* WHAT YOU WILL DO:
Both ends included, restate word for word the lines from the first line of the listing through the line containing "# indicate one point per instance of the veined". Leave the pictures out.

[DATA SUPPLIED]

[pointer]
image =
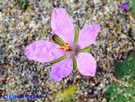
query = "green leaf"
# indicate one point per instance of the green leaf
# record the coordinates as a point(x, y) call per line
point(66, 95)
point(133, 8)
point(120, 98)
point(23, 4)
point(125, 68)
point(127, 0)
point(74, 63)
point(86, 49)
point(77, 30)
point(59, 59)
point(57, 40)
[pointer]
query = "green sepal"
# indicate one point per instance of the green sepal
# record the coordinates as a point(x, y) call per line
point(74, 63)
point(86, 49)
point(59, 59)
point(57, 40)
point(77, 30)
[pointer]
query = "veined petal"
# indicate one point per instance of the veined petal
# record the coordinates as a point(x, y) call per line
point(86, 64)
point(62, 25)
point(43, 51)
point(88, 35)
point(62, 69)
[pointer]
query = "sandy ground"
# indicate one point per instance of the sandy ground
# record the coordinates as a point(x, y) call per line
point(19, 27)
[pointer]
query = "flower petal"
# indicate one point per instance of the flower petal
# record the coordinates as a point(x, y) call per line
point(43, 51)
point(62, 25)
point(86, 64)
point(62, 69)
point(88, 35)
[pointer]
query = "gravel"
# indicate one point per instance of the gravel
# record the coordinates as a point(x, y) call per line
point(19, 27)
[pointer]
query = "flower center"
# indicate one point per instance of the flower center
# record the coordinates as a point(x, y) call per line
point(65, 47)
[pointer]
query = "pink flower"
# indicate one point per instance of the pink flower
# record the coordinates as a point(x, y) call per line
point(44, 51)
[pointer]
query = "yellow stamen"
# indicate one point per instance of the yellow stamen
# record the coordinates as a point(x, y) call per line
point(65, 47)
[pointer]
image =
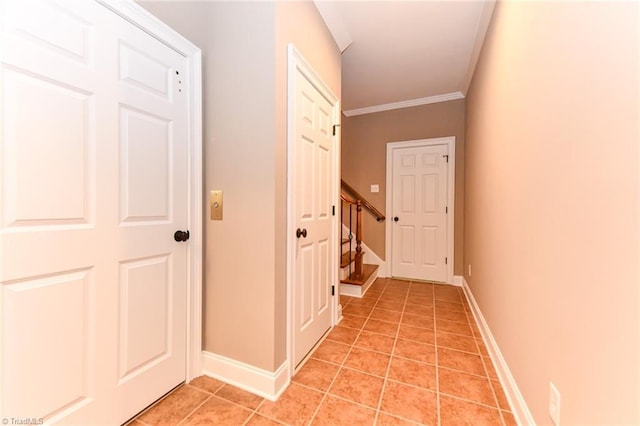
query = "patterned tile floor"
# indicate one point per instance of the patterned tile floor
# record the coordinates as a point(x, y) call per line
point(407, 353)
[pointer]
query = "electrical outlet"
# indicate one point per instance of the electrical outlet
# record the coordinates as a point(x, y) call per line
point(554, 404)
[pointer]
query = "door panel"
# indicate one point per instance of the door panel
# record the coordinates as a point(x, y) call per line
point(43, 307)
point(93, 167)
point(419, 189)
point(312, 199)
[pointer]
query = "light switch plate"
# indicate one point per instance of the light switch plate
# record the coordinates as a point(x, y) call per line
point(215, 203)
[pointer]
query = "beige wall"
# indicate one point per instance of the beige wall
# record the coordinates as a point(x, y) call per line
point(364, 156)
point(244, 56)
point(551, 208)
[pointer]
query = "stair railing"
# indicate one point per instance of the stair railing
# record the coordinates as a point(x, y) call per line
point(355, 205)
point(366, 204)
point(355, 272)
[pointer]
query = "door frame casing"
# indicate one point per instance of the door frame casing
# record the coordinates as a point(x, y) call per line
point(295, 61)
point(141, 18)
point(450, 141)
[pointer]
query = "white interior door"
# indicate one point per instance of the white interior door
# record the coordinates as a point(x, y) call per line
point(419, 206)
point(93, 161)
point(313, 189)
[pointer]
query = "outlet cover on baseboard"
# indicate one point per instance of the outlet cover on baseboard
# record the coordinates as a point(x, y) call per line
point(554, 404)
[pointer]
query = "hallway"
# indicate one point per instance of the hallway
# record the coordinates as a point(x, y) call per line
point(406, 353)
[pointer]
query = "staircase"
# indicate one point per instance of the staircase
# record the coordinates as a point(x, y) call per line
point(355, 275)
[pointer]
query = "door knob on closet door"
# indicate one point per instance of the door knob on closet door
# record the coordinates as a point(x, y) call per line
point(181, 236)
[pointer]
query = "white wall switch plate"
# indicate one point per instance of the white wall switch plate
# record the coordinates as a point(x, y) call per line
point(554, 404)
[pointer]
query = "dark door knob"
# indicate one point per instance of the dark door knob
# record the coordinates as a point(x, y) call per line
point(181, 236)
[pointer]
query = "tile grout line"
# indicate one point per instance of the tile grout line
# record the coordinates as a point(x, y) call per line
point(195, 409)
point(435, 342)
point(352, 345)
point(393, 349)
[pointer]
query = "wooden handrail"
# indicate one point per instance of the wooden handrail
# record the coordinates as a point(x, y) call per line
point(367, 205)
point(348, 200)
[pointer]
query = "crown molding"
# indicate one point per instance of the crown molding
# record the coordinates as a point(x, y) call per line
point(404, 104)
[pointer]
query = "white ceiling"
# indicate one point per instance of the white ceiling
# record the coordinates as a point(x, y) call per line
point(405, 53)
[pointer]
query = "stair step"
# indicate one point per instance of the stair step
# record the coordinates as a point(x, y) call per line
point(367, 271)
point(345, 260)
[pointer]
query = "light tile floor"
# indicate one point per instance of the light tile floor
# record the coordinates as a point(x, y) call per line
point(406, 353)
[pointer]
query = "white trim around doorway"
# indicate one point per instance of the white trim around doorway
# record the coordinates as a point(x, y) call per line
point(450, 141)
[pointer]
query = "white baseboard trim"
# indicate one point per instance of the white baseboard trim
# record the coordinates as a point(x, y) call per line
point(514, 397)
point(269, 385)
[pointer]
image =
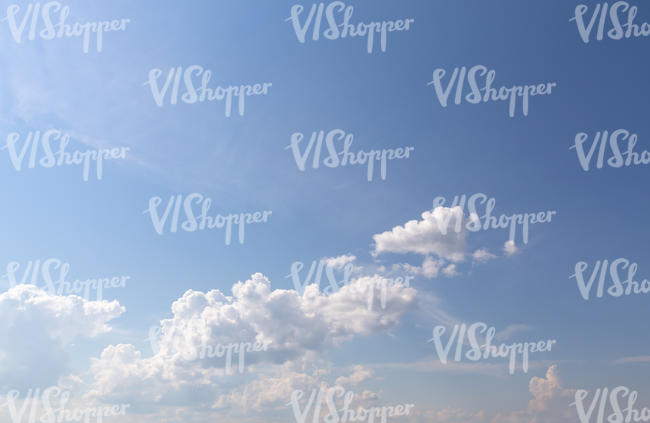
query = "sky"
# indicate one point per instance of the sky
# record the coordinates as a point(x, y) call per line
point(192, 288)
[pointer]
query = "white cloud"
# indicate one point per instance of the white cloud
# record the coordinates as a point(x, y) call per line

[/DATA SUPPLIED]

* OUTPUT:
[pointer]
image =
query = "green leaf"
# indicate one point per instance of the green leaf
# record the coordinates as a point(x, y) call per line
point(66, 95)
point(133, 8)
point(120, 98)
point(23, 4)
point(125, 68)
point(127, 0)
point(74, 63)
point(86, 49)
point(77, 30)
point(59, 59)
point(57, 40)
[pointer]
query = "green sepal"
# indicate one point per instance of the green sepal
# record the coordinates as a point(x, y) call per line
point(74, 63)
point(86, 49)
point(59, 59)
point(57, 40)
point(77, 30)
[pointer]
query = "veined petal"
# indicate one point per instance of the veined petal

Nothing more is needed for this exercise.